* Fragmento:
::::::

El graznido de un cuervo insiste una y otra vez desde el otro lado de la ventana, hasta que consigue sacarme por completo de la cama. Abro las cortinas y ahí está, riéndose de mí mientras da saltitos sobre una farola. Mi piedra pasa a tres metros suya. Se pierde cielo arriba dedicándome un graznido que me suena un tanto irónico. Vuelvo a entrar en casa (motel). Mery habla con sus padres por Skype. Tras una breve conversación, desayunamos en la propia habitación lo que compramos ayer tarde en el súper.
Día 10 de la Ruta Oeste de EE.UU
Tras cargar las maletas en el coche una vez más, nos ponemos rumbo al «Antelope Canyon». La única referencia que tenemos para encontrarlo son tres chimenéas que sobresalen de una fábrica. Junto a esta fábrica fluye una carretera junto a la nada, y tarde o temprano daremos con un cartel que nos indicará donde están las famosas grietas.
El cielo continua sin nubes allí arriba. Estados Unidos tiene el cielo más despejado que he visto jamás. El sol nos abrasa. El aire acondicionado se convierte en el cuarto pasajero, el tercero es la nevera. El paisaje continúa siendo de polvo rojizo en el suelo, mezclado con el azul muy muy clarito del inmenso cielo. Seguimos en una peli del Oeste. De repente vemos las tres chimeneas. Tomamos la carretera. Le llamo carretera por llamarle algo. En realidad es un camino de tierra con algún que otro islote de asfalto.
La fábrica queda atrás. Todo queda atrás. Estamos de nuevo en medio de la nada. El trayecto se hace inmenso. Cuando estamos a punto de creer que nos hemos equivocado, aparece la indicación. Dejamos el coche en el Parking. Llamarle Parking es decir demasiado, no esperéis un trocito de asfalto con cien coches aparcados en batería delimitados perfectamente por unas líneas blancas y una barra que baja y sube de forma automática. El Parking consta de un secarral con toneladas de polvo, donde no se oye un alma. Sacamos los tickets para deslizarnos por la grieta. 26 $ cada uno.
Hacemos fila. Nuestro grupo es el siguiente. Un Indio muy joven escondido bajo un enorme gorro de cowboy será nuestro guía. Nos toca. Nos introducimos de uno en uno por la estrecha grieta. Dentro de las rocas el calor desaparece. Se escuchan cuervos. Antelope Canyon es digno de ver. El interior del Cañón adquiere formas imposibles. La roca parece pulida y la luz juega a cambiar de color rebotando de piedra en piedra. No he visto nunca nada igual. El indio salta de roca en roca. De vez en cuando me pide la cámara ofreciéndose para realizarnos alguna que otra foto. Conoce perfectamente donde está el ángulo bueno y donde apoyar la cámara para conseguir la mejor instantánea.
En nuestro grupo hay varios fotógrafos profesionales. Uno de ellos llevaba preparando la excursión de hoy un par de años. El tiempo justo para hacerse con el mejor equipo fotográfico y sacar dinero para volar a los EEUU.

::::::

* Material proporcionado:

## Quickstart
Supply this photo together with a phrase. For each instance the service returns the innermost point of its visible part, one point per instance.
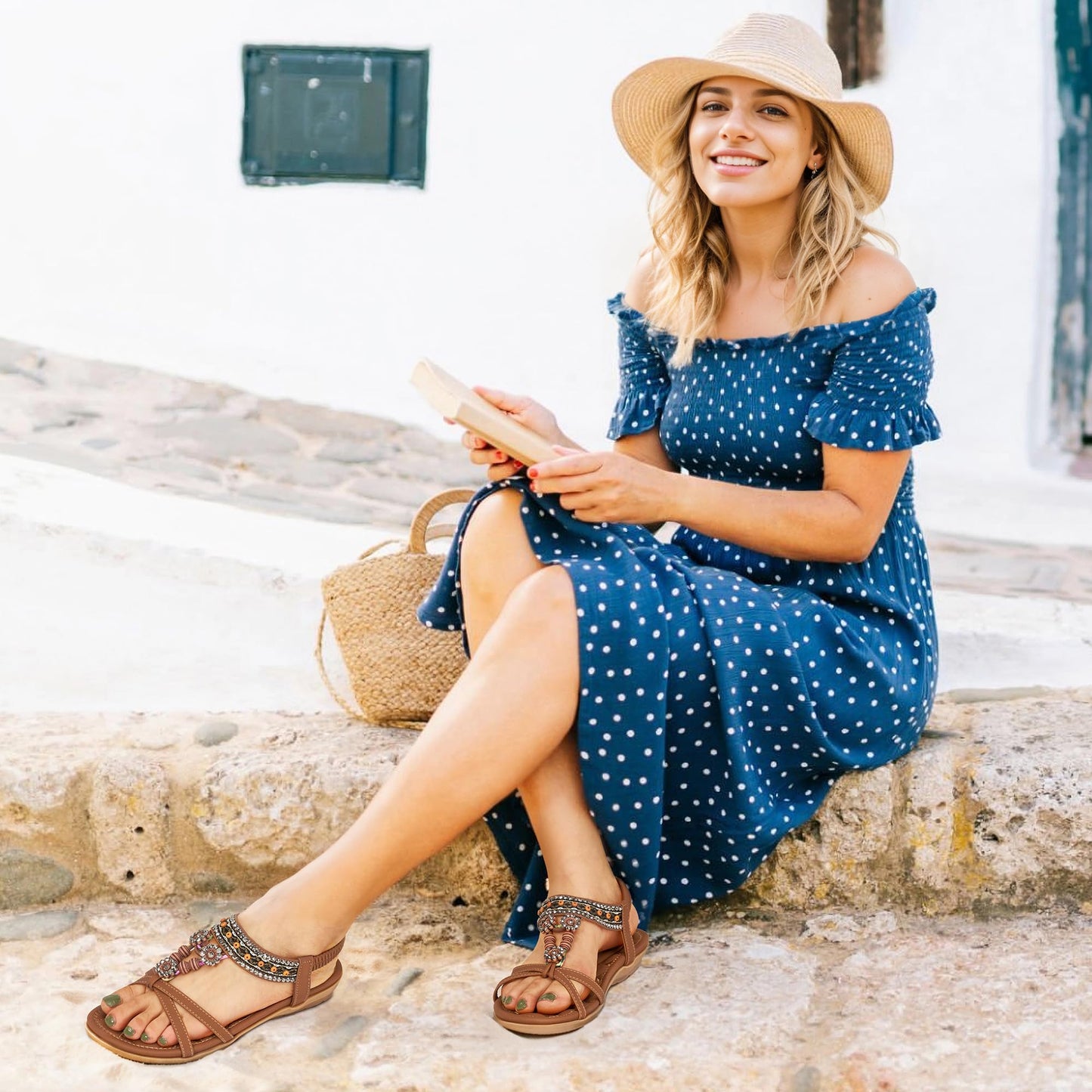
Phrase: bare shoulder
(873, 283)
(639, 287)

::::::

* Tareas:
1. Reproduce literalmente, por favor, la parte del relato sobre Antelope Canyon que empieza con las palabras que contienen "Hacemos fila. Nuestro" y termina con "la mejor instantánea.".
2. Prosigue el relato sobre Antelope Canyon a partir de su última frase.

* Respuestas por tarea:
1.
Hacemos fila. Nuestro grupo es el siguiente. Un Indio muy joven escondido bajo un enorme gorro de cowboy será nuestro guía. Nos toca. Nos introducimos de uno en uno por la estrecha grieta. Dentro de las rocas el calor desaparece. Se escuchan cuervos. Antelope Canyon es digno de ver. El interior del Cañón adquiere formas imposibles. La roca parece pulida y la luz juega a cambiar de color rebotando de piedra en piedra. No he visto nunca nada igual. El indio salta de roca en roca. De vez en cuando me pide la cámara ofreciéndose para realizarnos alguna que otra foto. Conoce perfectamente donde está el ángulo bueno y donde apoyar la cámara para conseguir la mejor instantánea.

2.
Tras poco más de una hora recorriendo el interior del Cañón, salimos de nuevo a la superficie. La excursión ha terminado. El calor nos espera sentado paciente fuera. La sed, el hambre y el sudor se juntan haciendo que nuestros pasos se arrastren cada vez más y más lentamente…Al fin se ve el coche. Al fin llegamos a nuestra nevera. Al fin puedo sentir el aire frío del aire acondicionado.
Tras beber un par de litros de agua, nos ponemos de nuevo en Ruta. Nuestra siguiente visita aparece antes de lo esperado. Llegamos a la Herradura. Un peñón redondo bordeado por el Río Colorado, desde lo alto del Cañón adquiere forma de herradura. La vista es tremendamente alta y espectacular. Visita no recomendada si padecéis de algún tipo de vértigo. El sol continua abrasando con más fuerza cada minuto que pasa. Unos japoneses se esconden bajo enormes sombrillas y pañuelos ocultando su piel del sol. Todos los visitantes tratan de dar con el ángulo idóneo, para que su cámara capte la totalidad de la herradura en una misma foto. Algo complicado teniendo en cuenta la distancia que recorre el río trazando todo el dibujo.
La vuelta al coche se me hace eterna. Quince minutos de angustia, calor y cansancio. Nuestros pies se arrastran una vez más creando a nuestro paso una enorme nube de polvo. Al llegar al vehículo, terminamos con la reserva que quedaba de agua. También acabamos con los plátanos. Nos ponemos de ruta una vez más. Esta vez sin agua y sin nada qué comer. Las Vegas se encuentran a cinco horas de trayecto. Son las 12:15 h del mediodía.
Nos topamos sin querer con el Lago Powell. Esta visita no estaba en nuestros planes. Finalmente decidimos no entrar y no perder un par de horas en refrescarnos. Nos ahorramos además 14 $ que nos cobraban de entrada.
El paisaje deja de ser por momentos desértico y se transforma tímidamente a verde. Apenas hay tráfico. Tan solo alguno de esos enormes camiones nos adelanta de vez en cuando a la velocidad del rayo.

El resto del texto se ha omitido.